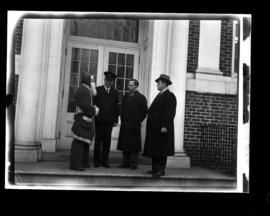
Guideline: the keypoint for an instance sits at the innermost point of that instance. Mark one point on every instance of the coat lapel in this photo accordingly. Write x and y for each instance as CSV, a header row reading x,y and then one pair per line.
x,y
157,98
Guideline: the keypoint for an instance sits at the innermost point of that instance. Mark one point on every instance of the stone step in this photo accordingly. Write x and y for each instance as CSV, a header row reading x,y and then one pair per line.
x,y
58,174
64,156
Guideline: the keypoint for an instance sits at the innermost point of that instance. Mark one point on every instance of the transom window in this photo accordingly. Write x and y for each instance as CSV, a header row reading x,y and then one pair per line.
x,y
82,60
122,65
110,29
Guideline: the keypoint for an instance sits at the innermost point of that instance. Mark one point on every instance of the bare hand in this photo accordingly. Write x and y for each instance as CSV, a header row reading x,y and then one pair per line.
x,y
164,130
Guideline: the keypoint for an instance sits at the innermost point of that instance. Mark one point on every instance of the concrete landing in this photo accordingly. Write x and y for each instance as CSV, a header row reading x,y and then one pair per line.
x,y
58,174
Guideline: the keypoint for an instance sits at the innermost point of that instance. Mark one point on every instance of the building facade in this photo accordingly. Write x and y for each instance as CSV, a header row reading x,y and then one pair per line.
x,y
200,56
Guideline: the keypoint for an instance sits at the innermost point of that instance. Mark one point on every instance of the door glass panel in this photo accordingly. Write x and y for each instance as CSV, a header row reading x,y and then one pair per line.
x,y
82,60
110,29
123,64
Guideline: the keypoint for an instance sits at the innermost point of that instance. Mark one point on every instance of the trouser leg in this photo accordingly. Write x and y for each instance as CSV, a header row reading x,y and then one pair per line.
x,y
134,156
106,145
160,164
76,154
126,159
97,146
86,155
154,165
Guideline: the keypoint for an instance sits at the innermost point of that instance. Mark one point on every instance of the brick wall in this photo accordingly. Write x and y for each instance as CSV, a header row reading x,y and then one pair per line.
x,y
18,37
17,51
206,108
225,63
193,46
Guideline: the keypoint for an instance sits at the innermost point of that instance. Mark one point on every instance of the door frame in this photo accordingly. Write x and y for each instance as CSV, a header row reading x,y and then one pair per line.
x,y
142,72
104,50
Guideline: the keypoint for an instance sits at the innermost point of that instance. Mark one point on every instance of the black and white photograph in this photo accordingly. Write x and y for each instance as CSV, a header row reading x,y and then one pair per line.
x,y
110,101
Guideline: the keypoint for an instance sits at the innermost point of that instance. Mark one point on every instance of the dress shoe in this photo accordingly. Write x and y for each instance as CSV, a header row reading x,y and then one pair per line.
x,y
123,166
106,165
86,165
150,172
158,174
133,167
79,169
96,165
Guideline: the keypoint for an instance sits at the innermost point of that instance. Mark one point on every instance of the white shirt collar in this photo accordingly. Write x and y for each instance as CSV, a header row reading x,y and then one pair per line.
x,y
163,90
107,88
# # #
#### Requirements:
Rewrite the data from the line containing "of the dress" through the end of the data, replacing "innermost" with "topmost" and leaving everything else unchanged.

#### Solution for this problem:
Guideline: the keypoint for an instance sits at the topmost point of that instance. Mark one point on every instance of the dress shoe in this photo accordingly. Write x and y for each instance as CSV, a header row reading x,y and then one pair per line.
x,y
123,166
106,165
86,165
150,172
158,174
133,167
79,169
96,165
Guideline: the keypoint for an instance sits at the topmost point of that instance. Mark one point on every instance of the white shirt collar in this photo accordingly. Write x and y for each instance as CSV, a header row reading x,y and then one pair per line.
x,y
163,90
107,88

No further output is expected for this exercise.